**THE RECORDS**
= = = =
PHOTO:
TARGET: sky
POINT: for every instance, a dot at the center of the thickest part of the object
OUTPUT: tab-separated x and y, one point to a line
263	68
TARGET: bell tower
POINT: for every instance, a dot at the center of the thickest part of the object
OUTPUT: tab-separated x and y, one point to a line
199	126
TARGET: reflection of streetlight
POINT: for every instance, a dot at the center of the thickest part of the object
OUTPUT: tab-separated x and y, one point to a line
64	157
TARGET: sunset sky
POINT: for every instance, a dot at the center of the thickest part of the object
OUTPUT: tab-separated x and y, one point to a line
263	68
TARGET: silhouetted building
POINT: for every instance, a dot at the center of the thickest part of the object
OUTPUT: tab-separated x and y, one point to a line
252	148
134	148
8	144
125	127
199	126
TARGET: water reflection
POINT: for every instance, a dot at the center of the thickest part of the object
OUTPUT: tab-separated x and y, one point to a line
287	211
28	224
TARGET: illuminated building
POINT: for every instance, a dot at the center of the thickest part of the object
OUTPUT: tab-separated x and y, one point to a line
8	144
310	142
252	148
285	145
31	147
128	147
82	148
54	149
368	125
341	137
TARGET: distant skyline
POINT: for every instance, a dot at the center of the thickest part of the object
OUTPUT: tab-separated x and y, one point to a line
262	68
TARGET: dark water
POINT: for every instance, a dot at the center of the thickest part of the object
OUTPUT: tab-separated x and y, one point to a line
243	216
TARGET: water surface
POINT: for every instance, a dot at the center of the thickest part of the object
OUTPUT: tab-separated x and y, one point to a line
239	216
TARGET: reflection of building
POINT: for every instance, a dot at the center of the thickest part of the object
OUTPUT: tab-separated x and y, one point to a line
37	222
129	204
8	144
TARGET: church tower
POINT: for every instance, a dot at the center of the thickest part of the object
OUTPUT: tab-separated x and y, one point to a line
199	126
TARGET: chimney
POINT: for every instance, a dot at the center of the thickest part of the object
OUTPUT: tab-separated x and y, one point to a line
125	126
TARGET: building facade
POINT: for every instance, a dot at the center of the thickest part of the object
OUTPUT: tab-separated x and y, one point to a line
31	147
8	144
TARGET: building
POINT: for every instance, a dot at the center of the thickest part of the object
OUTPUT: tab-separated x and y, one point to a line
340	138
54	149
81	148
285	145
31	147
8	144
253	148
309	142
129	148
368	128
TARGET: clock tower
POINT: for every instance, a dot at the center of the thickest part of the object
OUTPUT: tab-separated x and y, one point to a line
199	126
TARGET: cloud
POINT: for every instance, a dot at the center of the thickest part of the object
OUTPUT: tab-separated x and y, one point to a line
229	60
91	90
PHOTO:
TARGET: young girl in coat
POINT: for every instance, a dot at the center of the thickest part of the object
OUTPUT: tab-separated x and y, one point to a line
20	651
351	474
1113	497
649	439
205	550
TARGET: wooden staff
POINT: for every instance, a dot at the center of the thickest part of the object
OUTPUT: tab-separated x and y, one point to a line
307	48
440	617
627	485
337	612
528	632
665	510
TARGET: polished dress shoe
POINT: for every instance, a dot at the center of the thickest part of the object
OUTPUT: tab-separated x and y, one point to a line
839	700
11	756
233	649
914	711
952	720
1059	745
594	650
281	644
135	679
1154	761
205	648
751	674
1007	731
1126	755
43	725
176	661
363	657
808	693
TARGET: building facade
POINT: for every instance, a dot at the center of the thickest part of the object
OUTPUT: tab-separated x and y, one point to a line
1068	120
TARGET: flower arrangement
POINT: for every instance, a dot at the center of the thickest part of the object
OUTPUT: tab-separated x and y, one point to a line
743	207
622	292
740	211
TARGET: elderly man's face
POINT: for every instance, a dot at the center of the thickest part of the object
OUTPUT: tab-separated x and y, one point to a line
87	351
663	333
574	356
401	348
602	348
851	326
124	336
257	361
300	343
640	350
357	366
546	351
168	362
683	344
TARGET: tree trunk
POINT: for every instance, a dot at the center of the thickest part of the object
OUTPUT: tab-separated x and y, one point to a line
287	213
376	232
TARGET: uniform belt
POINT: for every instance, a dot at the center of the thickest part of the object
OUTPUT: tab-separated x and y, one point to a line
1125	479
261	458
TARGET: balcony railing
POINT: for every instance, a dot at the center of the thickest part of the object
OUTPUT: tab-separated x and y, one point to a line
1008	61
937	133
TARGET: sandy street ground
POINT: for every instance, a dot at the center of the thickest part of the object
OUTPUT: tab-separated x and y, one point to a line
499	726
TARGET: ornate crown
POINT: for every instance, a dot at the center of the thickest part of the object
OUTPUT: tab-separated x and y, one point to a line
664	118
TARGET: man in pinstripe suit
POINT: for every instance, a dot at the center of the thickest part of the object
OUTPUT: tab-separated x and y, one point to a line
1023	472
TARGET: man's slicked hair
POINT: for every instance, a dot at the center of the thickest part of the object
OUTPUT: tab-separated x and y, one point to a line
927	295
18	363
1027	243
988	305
= = = =
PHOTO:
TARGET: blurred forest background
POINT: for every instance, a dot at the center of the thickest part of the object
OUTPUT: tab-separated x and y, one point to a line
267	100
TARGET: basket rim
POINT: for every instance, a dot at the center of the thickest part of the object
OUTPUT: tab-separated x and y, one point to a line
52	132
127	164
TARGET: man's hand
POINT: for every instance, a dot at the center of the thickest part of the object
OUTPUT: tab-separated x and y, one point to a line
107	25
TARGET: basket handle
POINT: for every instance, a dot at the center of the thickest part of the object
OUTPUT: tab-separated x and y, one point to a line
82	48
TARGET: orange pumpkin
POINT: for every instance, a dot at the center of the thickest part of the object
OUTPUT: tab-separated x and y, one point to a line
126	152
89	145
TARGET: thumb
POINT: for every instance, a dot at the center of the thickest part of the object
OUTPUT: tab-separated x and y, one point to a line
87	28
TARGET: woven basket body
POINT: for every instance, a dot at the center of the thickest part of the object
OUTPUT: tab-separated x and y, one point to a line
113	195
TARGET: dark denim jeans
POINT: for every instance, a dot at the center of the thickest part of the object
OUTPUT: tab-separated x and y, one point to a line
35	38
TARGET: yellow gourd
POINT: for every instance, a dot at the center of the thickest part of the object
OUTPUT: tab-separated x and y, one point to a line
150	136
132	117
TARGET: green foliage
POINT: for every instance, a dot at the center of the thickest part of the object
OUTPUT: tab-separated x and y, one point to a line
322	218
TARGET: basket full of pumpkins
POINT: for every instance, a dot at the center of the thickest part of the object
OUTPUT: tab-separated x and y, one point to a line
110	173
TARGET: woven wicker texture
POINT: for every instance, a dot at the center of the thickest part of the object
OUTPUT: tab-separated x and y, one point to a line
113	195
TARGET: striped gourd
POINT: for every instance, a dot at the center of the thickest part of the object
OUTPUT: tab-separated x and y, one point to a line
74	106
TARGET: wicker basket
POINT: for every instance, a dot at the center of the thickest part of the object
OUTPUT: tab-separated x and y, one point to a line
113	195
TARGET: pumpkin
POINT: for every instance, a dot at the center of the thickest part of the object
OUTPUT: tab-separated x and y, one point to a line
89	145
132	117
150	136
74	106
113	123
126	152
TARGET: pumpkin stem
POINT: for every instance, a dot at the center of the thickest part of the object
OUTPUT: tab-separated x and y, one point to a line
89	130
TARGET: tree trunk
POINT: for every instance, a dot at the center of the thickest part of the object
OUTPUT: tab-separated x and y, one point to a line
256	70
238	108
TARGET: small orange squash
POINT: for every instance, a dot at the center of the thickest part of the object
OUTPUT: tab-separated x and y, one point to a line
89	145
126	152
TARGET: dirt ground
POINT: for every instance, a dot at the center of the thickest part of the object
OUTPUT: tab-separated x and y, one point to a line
= = = =
**THE EXERCISE**
How many lines in the records above contain the word "orange"? Reply with the number alone.

**FULL ANSWER**
2